Page.
--*--

This super cheesy vegan mozzarella is gooey, stretchy and browns when baked or grilled - ideal for pizza or baked pasta!
Prep Time3 minutes
Cook Time3 minutes
Total Time6 minutes
Course: Side Dish
Cuisine: Italian, Italian American
Keyword: vegan cheese, vegan mozzarella
Servings: 4
Calories: 72kcal
Author: Richard Makin

Equipment

  • Blender, Immersion blender or Food processor
  • Small saucepan
  • Whisk

Ingredients

  • 50 g silken tofu OR sub for 60ml of any plant milk
  • 2 teaspoon rice vinegar OR sub for any neutral flavoured white vinegar
  • 1 teaspoon agave syrup OR sub for 1 teaspoon sugar
  • 3 tablespoon nutritional yeast flakes
  • 5 tablespoon tapioca starch
  • 1 teaspoon fine sea salt
  • 90 ml vegetable oil OR sub for any neutral oil
  • 300 ml water

FOR SMOKED GOUDA VARIATION ADD:

  • 3 teaspoon liquid smoke
  • ½ teaspoon garlic powder
  • ½ teaspoon onion powder
  • ½ teaspoon extra salt

Instructions

  • Place all the ingredients in the cup of a high-speed blender and blend until smooth. Alternatively blend with an immersion blender or food processor until smooth.
    50 g silken tofu, 2 teaspoon rice vinegar, 1 teaspoon agave syrup, 3 tablespoon nutritional yeast flakes, 5 tablespoon tapioca starch, 1 teaspoon fine sea salt, 90 ml vegetable oil, 300 ml water
  • Transfer to a small saucepan and place over a medium low heat. Whisk constantly until the mixture is thick and stringy. The liquid will start to thicken suddenly so do not leave unattended. The thickened vegan cheese should resemble fondue or melted stringy cheese. Remove from the heat.

--*--

Data block.
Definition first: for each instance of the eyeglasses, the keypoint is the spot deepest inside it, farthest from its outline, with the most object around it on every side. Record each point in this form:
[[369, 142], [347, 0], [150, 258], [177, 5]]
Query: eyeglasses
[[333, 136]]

--*--

Required work.
A. Answer these questions about the vegan mozzarella recipe:
(i) How many servings does it make?
(ii) What can the silken tofu be replaced with?
(iii) How much liquid smoke goes into the smoked gouda variation?
B. Continue the vegan mozzarella recipe from its last sentence.
The material placed after the vegan mozzarella recipe has no connection to it.

Answers in order.
A.
(i) 4 servings.
(ii) 60 ml of any plant milk.
(iii) 3 teaspoons.

B.
  • Use immediately or transfer to a container and store in the fridge until you're ready. The cheese will not set but will become thicker and more spoonable when chilled. For best results, cook this vegan cheese under the grill or broiler for a few minutes - this way it'll melt, bubble and brown to its full potential.

Notes

This is an updated version of an older recipe. If you'd like to use the older version, the ingredients are below. The method is identical to the recipe above, just make sure your cashews are soaked and soft before blending. 
1 teaspoon psyllium husk powder + 6 teaspoon water
35 g raw unsalted cashews (soaked in boiling water for 1 hour)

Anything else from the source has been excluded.